START Input data

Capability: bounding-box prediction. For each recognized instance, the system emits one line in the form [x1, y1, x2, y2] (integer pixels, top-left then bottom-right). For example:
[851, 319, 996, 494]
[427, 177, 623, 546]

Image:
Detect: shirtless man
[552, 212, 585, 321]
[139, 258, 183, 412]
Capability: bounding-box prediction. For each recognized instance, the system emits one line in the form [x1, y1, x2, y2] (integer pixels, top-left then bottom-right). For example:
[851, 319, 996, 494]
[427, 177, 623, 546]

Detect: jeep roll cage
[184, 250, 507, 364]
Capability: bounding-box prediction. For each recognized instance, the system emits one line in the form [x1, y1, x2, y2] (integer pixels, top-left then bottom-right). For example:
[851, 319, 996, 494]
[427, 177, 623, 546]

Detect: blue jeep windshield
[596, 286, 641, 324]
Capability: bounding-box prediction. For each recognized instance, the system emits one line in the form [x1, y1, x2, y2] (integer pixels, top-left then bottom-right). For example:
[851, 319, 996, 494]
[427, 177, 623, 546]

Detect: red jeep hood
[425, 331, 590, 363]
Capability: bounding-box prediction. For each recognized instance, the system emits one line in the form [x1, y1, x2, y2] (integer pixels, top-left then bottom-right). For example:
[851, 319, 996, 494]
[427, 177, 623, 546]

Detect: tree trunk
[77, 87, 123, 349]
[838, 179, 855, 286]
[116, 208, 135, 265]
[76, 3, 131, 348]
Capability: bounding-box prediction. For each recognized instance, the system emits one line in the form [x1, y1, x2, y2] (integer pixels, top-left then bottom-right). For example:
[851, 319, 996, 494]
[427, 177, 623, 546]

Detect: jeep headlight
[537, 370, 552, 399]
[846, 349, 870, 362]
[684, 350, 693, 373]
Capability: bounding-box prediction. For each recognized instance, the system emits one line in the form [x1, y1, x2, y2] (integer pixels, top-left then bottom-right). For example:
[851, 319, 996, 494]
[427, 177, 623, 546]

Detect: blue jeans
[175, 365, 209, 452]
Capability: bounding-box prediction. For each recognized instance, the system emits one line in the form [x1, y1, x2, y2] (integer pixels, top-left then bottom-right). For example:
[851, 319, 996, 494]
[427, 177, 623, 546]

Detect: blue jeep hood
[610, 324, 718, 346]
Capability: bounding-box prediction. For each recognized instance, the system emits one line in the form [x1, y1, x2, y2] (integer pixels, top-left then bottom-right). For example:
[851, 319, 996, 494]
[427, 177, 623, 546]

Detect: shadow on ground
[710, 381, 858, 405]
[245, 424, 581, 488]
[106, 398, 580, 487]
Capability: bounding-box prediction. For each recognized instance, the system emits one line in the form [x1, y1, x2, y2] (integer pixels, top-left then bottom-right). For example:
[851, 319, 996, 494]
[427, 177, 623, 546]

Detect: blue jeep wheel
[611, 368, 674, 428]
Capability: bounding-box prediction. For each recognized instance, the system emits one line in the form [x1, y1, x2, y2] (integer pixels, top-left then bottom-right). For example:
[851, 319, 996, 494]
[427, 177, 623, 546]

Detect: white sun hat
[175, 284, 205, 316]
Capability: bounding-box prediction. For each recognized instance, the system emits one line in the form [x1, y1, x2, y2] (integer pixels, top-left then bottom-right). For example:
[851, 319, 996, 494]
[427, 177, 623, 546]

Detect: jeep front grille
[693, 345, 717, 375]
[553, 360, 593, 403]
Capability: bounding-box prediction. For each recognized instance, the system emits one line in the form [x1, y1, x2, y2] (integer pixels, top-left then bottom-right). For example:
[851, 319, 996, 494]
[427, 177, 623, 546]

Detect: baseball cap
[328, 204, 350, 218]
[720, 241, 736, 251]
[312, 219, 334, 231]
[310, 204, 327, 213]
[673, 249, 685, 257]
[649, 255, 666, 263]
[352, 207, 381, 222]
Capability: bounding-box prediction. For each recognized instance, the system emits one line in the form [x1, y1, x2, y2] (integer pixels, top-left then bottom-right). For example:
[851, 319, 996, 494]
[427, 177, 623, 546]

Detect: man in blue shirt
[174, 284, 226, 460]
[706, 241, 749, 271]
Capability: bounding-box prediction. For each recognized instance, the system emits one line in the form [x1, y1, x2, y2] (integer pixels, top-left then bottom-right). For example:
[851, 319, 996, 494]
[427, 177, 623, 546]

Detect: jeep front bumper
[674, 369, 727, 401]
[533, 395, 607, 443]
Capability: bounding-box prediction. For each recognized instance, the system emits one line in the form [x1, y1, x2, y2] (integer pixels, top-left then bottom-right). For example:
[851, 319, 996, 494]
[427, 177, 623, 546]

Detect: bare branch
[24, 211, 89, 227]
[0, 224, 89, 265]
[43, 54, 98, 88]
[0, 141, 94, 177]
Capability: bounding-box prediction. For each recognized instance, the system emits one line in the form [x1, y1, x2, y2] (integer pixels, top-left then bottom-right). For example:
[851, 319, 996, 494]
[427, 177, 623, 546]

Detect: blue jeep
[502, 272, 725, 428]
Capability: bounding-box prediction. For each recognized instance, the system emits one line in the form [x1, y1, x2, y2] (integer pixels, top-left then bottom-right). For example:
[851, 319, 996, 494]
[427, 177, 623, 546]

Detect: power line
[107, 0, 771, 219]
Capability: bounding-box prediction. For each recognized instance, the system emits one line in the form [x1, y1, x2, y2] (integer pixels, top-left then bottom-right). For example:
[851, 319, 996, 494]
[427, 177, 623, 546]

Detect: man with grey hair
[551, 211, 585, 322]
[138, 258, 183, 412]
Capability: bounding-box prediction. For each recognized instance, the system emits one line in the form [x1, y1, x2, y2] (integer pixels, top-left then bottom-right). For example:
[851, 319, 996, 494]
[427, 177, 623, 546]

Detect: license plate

END Input data

What is being asked: Copy out exactly the lines that run from the one holding "Detect: man with grey hair" through the end of the data above.

Answer:
Detect: man with grey hair
[551, 211, 585, 322]
[138, 258, 183, 412]
Capability: bounding-box prediction. For each recognized instance, the system emits one line in the form [x1, y1, x2, y2] (integer pixels, top-left then bottom-right). For example:
[851, 319, 996, 494]
[427, 177, 623, 546]

Detect: license plate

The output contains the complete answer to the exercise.